• [SET PROBLEM]
Rewrite the stretch of the diet and relationships text below from "Now, how many" through "need to go up!", putting "goal weight" wherever "target weight" appears.

And this can be applied to many aspects of life, but let’s focus on weight and relationships.
How many of you have been on a diet?
Hands up now, don’t be shy…mine’s up too.
How many of you have reached your target weight and looked fabulous?
Now, how many of you, when you reached your target weight then resumed eating as you did before you dieted?
Come along now, I’m sure there’s a few more hands need to go up!
And didn’t you all find that you ended up back where you were when you first started the diet, plus a few more pounds?
So what do we do?
That’s right, we try another diet plan, because clearly the first one didn’t work?
And so it continues, ad infinitum.
See, the yo-yo effect. And what did we learn? Absolutely nothing, because when we reached the start, i.e., back where we started, we launched into yet another diet.
Stop the yo-yo!
The same thing is true of relationships.
How many of you have been in a relationship, which didn’t last for various reasons, only to ‘give it another go’ and then rediscover why you broke up in the first place?
Because, the same faults, things you didn’t like or clashed on were still there.
A leopard can’t change its spots, so despite all best endeavours, really you will just end up going backwards and forwards like a diet.
Take my first love, Boomerang Boy – we’ve been out many times, and it’s always ended the same, he says that he’s got too much going on in his life (commitment phobe?) to deal with a relationship as well. I never see him for ages, and then out of the blue he reappears in my life, we both still like each other, start going out and the yo-yo effect takes hold. I remember why I loved him – he’s funny, can be a gentleman and has never been unfaithful when we’re together. Then all the bad stuff starts coming out – his immaturity, his drinking problem, etc!
Mr Wrong No. 1 was exactly the same – not that we broke up frequently. I used to bottle up how I was feeling with regards to him treating me, e.g., asked me to move in and I end up living out of a suitcase, does everything he wants to do, etc. I then exploded and explained that a relationship is a two-way street and we need to make an ours. All is fine for a couple of weeks and then, back to exactly as it was before. How I survived 3½ years I still wonder!

• [DATA EXTRACT]

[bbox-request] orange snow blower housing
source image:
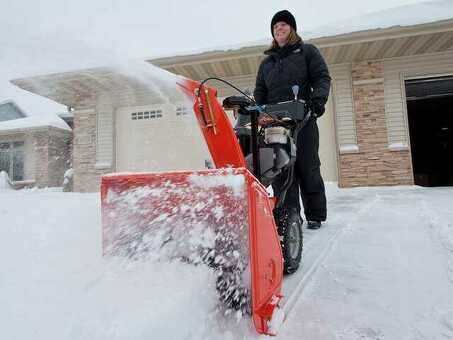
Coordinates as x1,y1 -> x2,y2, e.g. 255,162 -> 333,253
101,79 -> 283,334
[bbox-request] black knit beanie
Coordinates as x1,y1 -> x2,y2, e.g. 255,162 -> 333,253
271,9 -> 297,37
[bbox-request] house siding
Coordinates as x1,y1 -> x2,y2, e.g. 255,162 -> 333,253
73,109 -> 113,192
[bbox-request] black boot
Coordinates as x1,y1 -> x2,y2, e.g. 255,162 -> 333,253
307,221 -> 321,229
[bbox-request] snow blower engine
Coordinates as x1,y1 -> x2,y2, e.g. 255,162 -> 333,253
101,78 -> 310,335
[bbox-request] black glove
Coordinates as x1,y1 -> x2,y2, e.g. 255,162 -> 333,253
311,101 -> 326,118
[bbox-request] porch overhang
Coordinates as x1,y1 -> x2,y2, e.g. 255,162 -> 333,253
12,19 -> 453,109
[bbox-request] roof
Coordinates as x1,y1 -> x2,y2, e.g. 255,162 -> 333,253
0,99 -> 27,122
12,0 -> 453,109
0,115 -> 71,133
148,0 -> 453,60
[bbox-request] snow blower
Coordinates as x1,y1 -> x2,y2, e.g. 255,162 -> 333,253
101,78 -> 309,335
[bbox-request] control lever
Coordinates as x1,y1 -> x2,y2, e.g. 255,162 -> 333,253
291,85 -> 299,100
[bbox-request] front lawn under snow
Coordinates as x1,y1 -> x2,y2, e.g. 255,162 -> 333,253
0,185 -> 453,340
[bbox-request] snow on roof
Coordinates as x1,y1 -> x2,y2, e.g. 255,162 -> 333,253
0,99 -> 28,117
302,0 -> 453,39
0,115 -> 71,132
148,0 -> 453,59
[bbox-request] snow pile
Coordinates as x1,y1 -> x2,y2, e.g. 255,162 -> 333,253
0,170 -> 14,190
102,169 -> 251,317
0,190 -> 253,340
0,115 -> 71,131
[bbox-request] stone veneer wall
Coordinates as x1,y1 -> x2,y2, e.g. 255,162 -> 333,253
48,129 -> 72,187
339,61 -> 414,187
72,110 -> 113,192
32,128 -> 72,188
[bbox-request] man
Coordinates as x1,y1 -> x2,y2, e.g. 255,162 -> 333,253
254,10 -> 330,229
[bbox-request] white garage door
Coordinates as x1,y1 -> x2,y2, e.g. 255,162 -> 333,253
116,100 -> 338,181
116,104 -> 210,172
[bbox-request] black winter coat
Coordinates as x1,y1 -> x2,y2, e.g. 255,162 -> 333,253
254,42 -> 330,106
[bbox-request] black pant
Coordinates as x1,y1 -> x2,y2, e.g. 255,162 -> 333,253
272,119 -> 327,221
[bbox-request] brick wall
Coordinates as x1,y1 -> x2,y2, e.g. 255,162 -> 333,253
72,110 -> 112,192
48,129 -> 72,187
32,128 -> 72,188
339,61 -> 414,187
32,130 -> 49,188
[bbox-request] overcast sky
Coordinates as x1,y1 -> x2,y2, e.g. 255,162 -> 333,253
0,0 -> 438,115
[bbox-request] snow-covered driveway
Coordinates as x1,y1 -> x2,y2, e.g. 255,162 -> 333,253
0,185 -> 453,340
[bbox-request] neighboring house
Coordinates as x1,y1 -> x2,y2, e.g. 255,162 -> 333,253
12,0 -> 453,191
0,100 -> 27,122
0,101 -> 72,188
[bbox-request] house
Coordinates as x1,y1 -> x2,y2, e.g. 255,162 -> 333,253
12,0 -> 453,191
0,101 -> 72,188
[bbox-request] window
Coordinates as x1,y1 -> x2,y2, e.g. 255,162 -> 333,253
0,142 -> 25,181
131,110 -> 162,120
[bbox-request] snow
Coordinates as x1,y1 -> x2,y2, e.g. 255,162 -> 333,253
0,170 -> 13,191
0,115 -> 71,131
0,183 -> 453,340
147,0 -> 453,58
298,0 -> 453,39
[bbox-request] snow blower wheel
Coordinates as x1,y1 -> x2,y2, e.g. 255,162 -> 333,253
275,212 -> 303,274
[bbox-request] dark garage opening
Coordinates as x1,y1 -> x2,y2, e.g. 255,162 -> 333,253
405,77 -> 453,187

• [FINAL ANSWER]
Now, how many of you, when you reached your goal weight then resumed eating as you did before you dieted?
Come along now, I’m sure there’s a few more hands need to go up!